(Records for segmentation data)
-------------------------

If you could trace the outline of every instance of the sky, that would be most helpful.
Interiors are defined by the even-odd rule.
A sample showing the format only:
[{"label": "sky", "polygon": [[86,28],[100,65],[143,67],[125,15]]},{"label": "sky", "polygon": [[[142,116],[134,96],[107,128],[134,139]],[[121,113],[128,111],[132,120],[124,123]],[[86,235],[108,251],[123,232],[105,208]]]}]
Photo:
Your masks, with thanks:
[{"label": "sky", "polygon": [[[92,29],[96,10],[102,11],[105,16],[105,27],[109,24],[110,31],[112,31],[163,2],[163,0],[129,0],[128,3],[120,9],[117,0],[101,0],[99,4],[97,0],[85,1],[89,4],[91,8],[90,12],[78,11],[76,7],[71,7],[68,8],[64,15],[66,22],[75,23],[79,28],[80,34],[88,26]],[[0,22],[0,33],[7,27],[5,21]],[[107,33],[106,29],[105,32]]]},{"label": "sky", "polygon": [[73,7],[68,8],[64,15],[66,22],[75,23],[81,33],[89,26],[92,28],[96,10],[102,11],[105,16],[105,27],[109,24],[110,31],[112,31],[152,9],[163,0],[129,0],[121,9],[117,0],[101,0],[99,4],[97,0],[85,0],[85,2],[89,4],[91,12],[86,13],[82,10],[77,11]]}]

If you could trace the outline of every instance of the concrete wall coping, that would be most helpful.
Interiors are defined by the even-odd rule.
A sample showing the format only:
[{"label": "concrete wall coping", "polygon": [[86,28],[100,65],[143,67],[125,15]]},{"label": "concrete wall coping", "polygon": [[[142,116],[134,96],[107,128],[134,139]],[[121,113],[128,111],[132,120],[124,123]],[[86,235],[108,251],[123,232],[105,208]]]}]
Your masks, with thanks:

-------------------------

DESCRIPTION OF THE TASK
Can you write out every one of the lines above without changing a single character?

RESULT
If you could trace the outline of every instance of the sky, that would be most helpful.
Interiors are defined by the even-odd rule.
A sample showing the format only:
[{"label": "sky", "polygon": [[86,28],[100,65],[143,67],[125,15]]},{"label": "sky", "polygon": [[[142,116],[134,96],[107,128],[134,139]],[[121,113],[128,111],[132,120],[124,123]],[[86,235],[108,251],[123,232],[105,208]]]}]
Photo:
Your masks, with thanks:
[{"label": "sky", "polygon": [[[92,29],[96,10],[102,11],[105,16],[105,27],[109,24],[110,31],[112,31],[163,2],[163,0],[129,0],[128,3],[120,9],[117,0],[101,0],[99,4],[97,0],[85,1],[89,4],[91,8],[90,12],[78,11],[76,7],[71,7],[68,8],[64,15],[66,22],[75,23],[79,28],[80,34],[88,26]],[[0,22],[0,33],[7,27],[5,21]],[[107,33],[106,29],[105,32]]]},{"label": "sky", "polygon": [[73,7],[68,8],[64,15],[66,22],[75,23],[81,33],[89,26],[92,28],[96,10],[102,11],[105,16],[105,27],[109,24],[110,31],[112,31],[152,9],[163,0],[129,0],[121,9],[117,0],[101,0],[99,4],[97,0],[85,0],[85,2],[89,4],[91,12],[86,13],[82,10],[77,11]]}]

If you could trace the outline of every instance of the concrete wall coping, that would be most helpful.
Interiors are defined by the even-odd rule.
A sample showing the format only:
[{"label": "concrete wall coping", "polygon": [[86,28],[100,65],[143,67],[125,15]]},{"label": "concrete wall coping", "polygon": [[[142,116],[134,96],[107,128],[134,139]],[[121,113],[128,111],[132,120],[124,123]],[[86,235],[108,251],[123,232],[105,208]]]}]
Your masks, with thanks:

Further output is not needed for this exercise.